Feuerprobe bei SPORT1
Erst, als es da nichts wird mit dem Praktikum, bewirbt sie sich im Sport und sammelt dort viele Erfahrungen. Auf ein Praktikum bei SPORT1 folgt schließlich ein Volontariat. In dieser Zeit macht die zertifizierte Fitnesstrainerin zudem erste Erfahrungen vor der Kamera. Geplant sei das nicht gewesen, erinnert sie sich.
Eine Art Feuerprobe wird im Dezember 2022 ihr Einsatz im SPORT1-Doppelpass, wo sie einen Sonntag lang als Co-Moderatorin fungiert. Es habe Überzeugungskraft gebraucht, sie dazu zu bringen, erzählt Engels lachend und beschreibt sich selbst als eine, die immer hinterfragt: „Kann ich das denn?“ „Bin ich schon so weit?“
Schließlich wagt sie den Schritt, weil sie spürt, die Verantwortlichen vertrauen ihr. „Danach war ich sehr stolz. Davor war mir sehr schlecht.“
- „Flutlicht an. Im Gespräch mit der Wortpiratin“, der Podcast auf SPORT1, in dem Journalistin und Autorin Mara Pfeiffer Menschen in den Mittelpunkt stellt, die im schnelllebigen und lauten Fußballgeschäft oft zu wenig im Rampenlicht stehen.

**Daten**
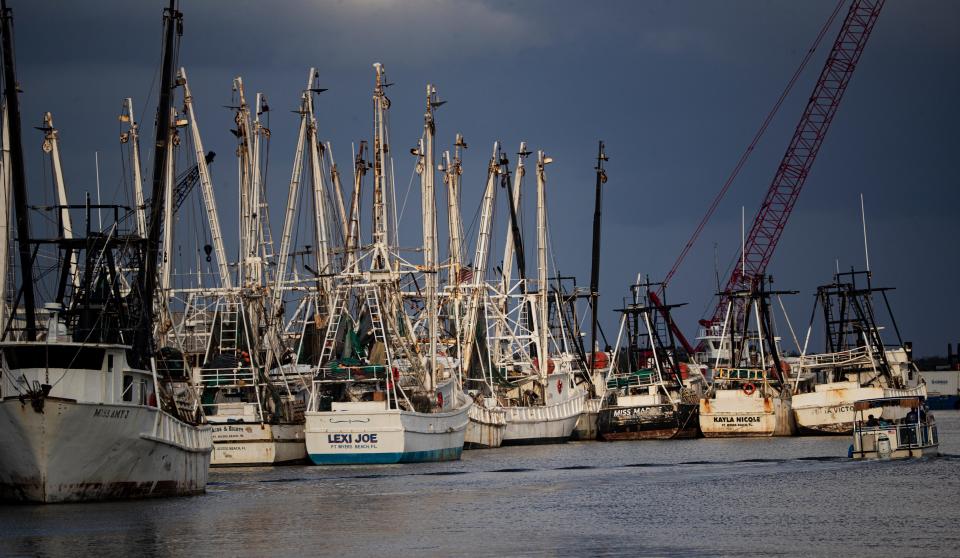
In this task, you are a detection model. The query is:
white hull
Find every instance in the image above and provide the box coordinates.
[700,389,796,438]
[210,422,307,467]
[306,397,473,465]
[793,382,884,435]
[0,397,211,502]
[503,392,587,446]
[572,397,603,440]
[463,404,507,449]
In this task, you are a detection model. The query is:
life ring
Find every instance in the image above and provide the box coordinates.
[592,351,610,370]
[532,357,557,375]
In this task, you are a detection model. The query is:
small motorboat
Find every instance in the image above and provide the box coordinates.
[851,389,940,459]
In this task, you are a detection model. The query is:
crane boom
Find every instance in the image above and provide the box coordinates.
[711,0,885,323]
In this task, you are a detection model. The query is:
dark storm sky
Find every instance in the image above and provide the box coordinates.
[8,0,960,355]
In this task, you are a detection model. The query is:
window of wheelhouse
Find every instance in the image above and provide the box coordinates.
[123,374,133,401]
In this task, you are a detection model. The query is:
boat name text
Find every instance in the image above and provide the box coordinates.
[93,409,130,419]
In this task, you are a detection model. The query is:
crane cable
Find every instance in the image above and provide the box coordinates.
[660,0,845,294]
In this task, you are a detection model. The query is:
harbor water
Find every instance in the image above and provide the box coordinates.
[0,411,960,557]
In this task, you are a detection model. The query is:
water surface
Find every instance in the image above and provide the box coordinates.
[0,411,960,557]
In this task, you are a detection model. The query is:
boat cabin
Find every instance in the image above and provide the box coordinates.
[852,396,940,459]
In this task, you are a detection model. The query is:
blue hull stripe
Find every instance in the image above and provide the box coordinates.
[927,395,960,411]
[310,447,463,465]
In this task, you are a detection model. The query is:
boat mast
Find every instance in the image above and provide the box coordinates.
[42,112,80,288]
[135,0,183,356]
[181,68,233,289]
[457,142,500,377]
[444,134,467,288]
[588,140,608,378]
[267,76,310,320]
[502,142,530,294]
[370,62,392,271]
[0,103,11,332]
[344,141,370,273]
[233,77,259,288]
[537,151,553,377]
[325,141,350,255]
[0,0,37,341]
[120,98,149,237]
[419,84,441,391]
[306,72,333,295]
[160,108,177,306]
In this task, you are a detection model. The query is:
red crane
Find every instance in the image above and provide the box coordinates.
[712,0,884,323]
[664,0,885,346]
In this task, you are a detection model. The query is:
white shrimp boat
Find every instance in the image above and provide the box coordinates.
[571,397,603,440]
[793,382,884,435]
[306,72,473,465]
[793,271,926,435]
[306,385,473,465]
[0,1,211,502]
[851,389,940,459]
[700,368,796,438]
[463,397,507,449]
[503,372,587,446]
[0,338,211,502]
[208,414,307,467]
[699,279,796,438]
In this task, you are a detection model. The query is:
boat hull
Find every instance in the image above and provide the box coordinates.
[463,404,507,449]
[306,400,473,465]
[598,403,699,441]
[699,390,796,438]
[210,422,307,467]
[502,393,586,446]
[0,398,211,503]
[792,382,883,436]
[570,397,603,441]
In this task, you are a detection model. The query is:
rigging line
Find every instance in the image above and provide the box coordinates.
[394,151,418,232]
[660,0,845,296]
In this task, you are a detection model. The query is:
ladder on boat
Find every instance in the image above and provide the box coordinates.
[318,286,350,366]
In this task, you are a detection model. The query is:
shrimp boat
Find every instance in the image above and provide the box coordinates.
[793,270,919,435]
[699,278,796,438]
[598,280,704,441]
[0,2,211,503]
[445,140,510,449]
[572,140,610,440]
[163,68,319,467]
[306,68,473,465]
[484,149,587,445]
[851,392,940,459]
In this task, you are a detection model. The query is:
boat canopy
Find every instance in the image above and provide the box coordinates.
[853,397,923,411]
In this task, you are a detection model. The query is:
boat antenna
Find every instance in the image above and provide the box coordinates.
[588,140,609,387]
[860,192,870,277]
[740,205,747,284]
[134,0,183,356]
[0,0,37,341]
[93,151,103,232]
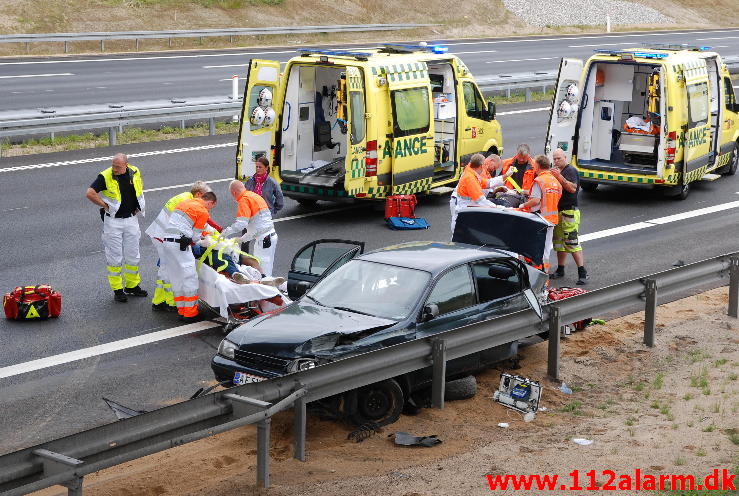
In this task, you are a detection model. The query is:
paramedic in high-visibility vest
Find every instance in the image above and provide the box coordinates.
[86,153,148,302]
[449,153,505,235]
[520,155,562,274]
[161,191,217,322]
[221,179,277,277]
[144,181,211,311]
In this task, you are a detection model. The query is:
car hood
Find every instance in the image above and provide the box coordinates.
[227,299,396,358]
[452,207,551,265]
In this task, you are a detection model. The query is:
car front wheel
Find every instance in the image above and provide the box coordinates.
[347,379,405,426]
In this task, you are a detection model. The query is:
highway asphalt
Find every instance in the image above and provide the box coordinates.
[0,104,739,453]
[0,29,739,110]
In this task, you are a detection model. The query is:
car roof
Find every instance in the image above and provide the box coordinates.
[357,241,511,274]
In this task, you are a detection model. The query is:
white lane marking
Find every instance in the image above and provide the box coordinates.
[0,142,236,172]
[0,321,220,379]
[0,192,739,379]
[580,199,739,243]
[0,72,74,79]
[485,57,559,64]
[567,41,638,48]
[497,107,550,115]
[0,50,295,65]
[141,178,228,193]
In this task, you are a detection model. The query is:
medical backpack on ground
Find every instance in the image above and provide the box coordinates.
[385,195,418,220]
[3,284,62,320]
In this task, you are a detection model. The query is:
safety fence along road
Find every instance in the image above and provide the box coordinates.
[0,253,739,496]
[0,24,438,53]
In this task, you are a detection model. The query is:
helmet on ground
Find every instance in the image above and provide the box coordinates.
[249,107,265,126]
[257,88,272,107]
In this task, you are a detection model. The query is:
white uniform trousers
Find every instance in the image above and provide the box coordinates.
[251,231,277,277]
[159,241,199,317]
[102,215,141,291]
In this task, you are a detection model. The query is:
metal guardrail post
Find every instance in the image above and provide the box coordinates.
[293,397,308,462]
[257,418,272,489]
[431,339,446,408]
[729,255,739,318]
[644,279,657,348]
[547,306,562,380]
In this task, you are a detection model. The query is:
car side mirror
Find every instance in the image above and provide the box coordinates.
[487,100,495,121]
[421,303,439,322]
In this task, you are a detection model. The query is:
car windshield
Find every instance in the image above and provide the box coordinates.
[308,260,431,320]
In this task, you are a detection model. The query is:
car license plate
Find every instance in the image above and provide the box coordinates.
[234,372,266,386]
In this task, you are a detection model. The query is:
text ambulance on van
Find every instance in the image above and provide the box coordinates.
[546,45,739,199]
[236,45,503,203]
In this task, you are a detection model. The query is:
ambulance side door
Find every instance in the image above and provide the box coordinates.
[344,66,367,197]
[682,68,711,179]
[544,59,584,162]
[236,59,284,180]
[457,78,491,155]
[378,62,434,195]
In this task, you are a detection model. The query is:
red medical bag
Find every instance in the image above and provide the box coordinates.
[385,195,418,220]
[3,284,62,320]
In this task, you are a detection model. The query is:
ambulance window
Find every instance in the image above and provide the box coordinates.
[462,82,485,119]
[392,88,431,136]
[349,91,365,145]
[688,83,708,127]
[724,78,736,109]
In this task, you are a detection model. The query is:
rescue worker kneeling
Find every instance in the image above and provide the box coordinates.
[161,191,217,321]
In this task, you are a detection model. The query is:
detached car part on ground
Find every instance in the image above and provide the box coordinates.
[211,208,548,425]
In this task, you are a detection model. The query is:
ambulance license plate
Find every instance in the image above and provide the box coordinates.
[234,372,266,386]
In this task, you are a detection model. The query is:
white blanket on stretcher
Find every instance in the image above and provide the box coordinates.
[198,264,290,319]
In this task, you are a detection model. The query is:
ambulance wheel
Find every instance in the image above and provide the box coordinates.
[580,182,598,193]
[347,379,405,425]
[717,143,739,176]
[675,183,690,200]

**Aufgabe A**
Schreiben Sie aus dem Textabschnitt über Engels' Weg zu SPORT1 die Stelle von „Feuerprobe bei SPORT1“ bis „erinnert sie sich.“ wortgetreu ab.
**Aufgabe B**
Schreiben Sie die Einträge vom Anfang bis einschließlich der Zeile mit „[8,0,960,355]“ neu und ersetzen Sie dabei „detection model“ durch „object detector“, ohne sonst etwas zu verändern. Lassen Sie die Bilder in Ihrer Antwort weg.

**Schriftliche Antwort A**
Feuerprobe bei SPORT1
Erst, als es da nichts wird mit dem Praktikum, bewirbt sie sich im Sport und sammelt dort viele Erfahrungen. Auf ein Praktikum bei SPORT1 folgt schließlich ein Volontariat. In dieser Zeit macht die zertifizierte Fitnesstrainerin zudem erste Erfahrungen vor der Kamera. Geplant sei das nicht gewesen, erinnert sie sich.

**Schriftliche Antwort B**
In this task, you are a object detector. The query is:
white hull
Find every instance in the image above and provide the box coordinates.
[700,389,796,438]
[210,422,307,467]
[306,397,473,465]
[793,382,884,435]
[0,397,211,502]
[503,392,587,446]
[572,397,603,440]
[463,404,507,449]
In this task, you are a object detector. The query is:
life ring
Find every instance in the image above and provide the box coordinates.
[592,351,610,370]
[532,357,557,375]
In this task, you are a object detector. The query is:
small motorboat
Find every instance in the image above and provide the box coordinates.
[851,389,940,459]
In this task, you are a object detector. The query is:
crane boom
Find every instance in the image above and provide the box coordinates.
[711,0,885,323]
In this task, you are a object detector. The query is:
dark storm sky
Find every instance in the image above and provide the box coordinates.
[8,0,960,355]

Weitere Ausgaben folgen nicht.